* _Exercise description_
Reproduce all of the material below verbatim, leaving out the images.

Dataset records:
┌──
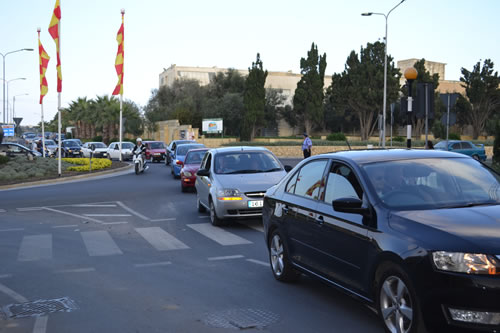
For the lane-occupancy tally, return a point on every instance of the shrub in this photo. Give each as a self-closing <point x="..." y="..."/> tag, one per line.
<point x="336" y="137"/>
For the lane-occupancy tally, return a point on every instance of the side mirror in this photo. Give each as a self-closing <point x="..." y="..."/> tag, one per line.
<point x="203" y="173"/>
<point x="350" y="205"/>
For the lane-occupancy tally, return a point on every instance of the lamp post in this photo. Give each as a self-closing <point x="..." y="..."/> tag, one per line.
<point x="410" y="76"/>
<point x="385" y="67"/>
<point x="3" y="56"/>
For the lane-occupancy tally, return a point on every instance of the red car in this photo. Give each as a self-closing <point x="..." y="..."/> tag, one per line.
<point x="155" y="151"/>
<point x="191" y="165"/>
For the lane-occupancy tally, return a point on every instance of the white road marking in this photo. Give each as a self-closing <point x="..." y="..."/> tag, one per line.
<point x="71" y="214"/>
<point x="35" y="247"/>
<point x="40" y="324"/>
<point x="238" y="256"/>
<point x="12" y="294"/>
<point x="153" y="264"/>
<point x="100" y="243"/>
<point x="218" y="235"/>
<point x="162" y="220"/>
<point x="160" y="239"/>
<point x="130" y="210"/>
<point x="76" y="270"/>
<point x="107" y="215"/>
<point x="11" y="229"/>
<point x="258" y="262"/>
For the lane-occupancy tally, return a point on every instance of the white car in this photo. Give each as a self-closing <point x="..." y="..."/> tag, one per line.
<point x="114" y="150"/>
<point x="101" y="150"/>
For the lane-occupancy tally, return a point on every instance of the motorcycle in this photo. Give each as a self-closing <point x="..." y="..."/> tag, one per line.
<point x="138" y="160"/>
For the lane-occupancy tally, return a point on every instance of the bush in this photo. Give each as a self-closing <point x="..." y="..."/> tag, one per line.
<point x="336" y="137"/>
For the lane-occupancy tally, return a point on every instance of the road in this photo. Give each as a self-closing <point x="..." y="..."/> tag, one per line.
<point x="132" y="254"/>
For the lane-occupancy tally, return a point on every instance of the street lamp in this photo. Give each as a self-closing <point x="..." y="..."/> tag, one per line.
<point x="385" y="66"/>
<point x="3" y="56"/>
<point x="14" y="104"/>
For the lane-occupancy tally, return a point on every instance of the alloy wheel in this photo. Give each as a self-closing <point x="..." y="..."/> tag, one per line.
<point x="396" y="305"/>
└──
* _Output_
For the lane-occupancy tally, return a point on every instance of the shrub in this photo. Give each as a self-closing <point x="..." y="..."/> tag, one per line.
<point x="336" y="137"/>
For the lane-occupancy tally, return a point on every instance of the side mirror in this photo. Give each as a self-closing <point x="..." y="..."/> tag, one per line.
<point x="203" y="173"/>
<point x="350" y="205"/>
For the lane-occupancy tally, return a point on every instance of the lamp post in this photo. Give each as a self-closing <point x="..." y="..."/> tag, one per line.
<point x="410" y="76"/>
<point x="385" y="67"/>
<point x="3" y="56"/>
For the lane-occupancy tally, return a point on every instance of the red car in this photo. Give each as a self-closing <point x="..." y="..."/> tag, one per line.
<point x="155" y="151"/>
<point x="191" y="165"/>
For the lane-occupancy tally, return a point on every instance of the white road marking in this photo. Give each as a self-closing <point x="..." y="..."/> tag, one per line.
<point x="71" y="214"/>
<point x="35" y="247"/>
<point x="40" y="324"/>
<point x="238" y="256"/>
<point x="12" y="294"/>
<point x="153" y="264"/>
<point x="100" y="243"/>
<point x="218" y="235"/>
<point x="162" y="220"/>
<point x="160" y="239"/>
<point x="130" y="210"/>
<point x="76" y="270"/>
<point x="107" y="215"/>
<point x="11" y="229"/>
<point x="258" y="262"/>
For the lane-occupancy tally, return a point on every instance of the white car in this photo. Give each as a self-closing <point x="..." y="..."/> tag, one per line.
<point x="114" y="150"/>
<point x="101" y="150"/>
For the lane-occupancy tally, return a point on every instance of the motorcycle in this photo. Give each as a self-closing <point x="..." y="..."/> tag, one per line.
<point x="138" y="160"/>
For the lane-occupancy tally, return a point on every instance of the bush in this photo. Give each as a self-closing <point x="..." y="..."/> tag, one per line.
<point x="336" y="137"/>
For the lane-occupancy tally, return a point on every instance of the road in this photo. Give each as a self-closing <point x="..." y="..."/> tag, one per line.
<point x="132" y="254"/>
For the lane-occupancy tally, return a point on every instance of the street lamp in this photo. Give each as a self-closing <point x="..." y="..."/> tag, one per line.
<point x="385" y="66"/>
<point x="3" y="56"/>
<point x="14" y="104"/>
For the lane-occupancy tally, return a point on every instance of the alloy wheel in this photo. Give each as a self-closing <point x="..." y="..."/> tag, one per line.
<point x="396" y="305"/>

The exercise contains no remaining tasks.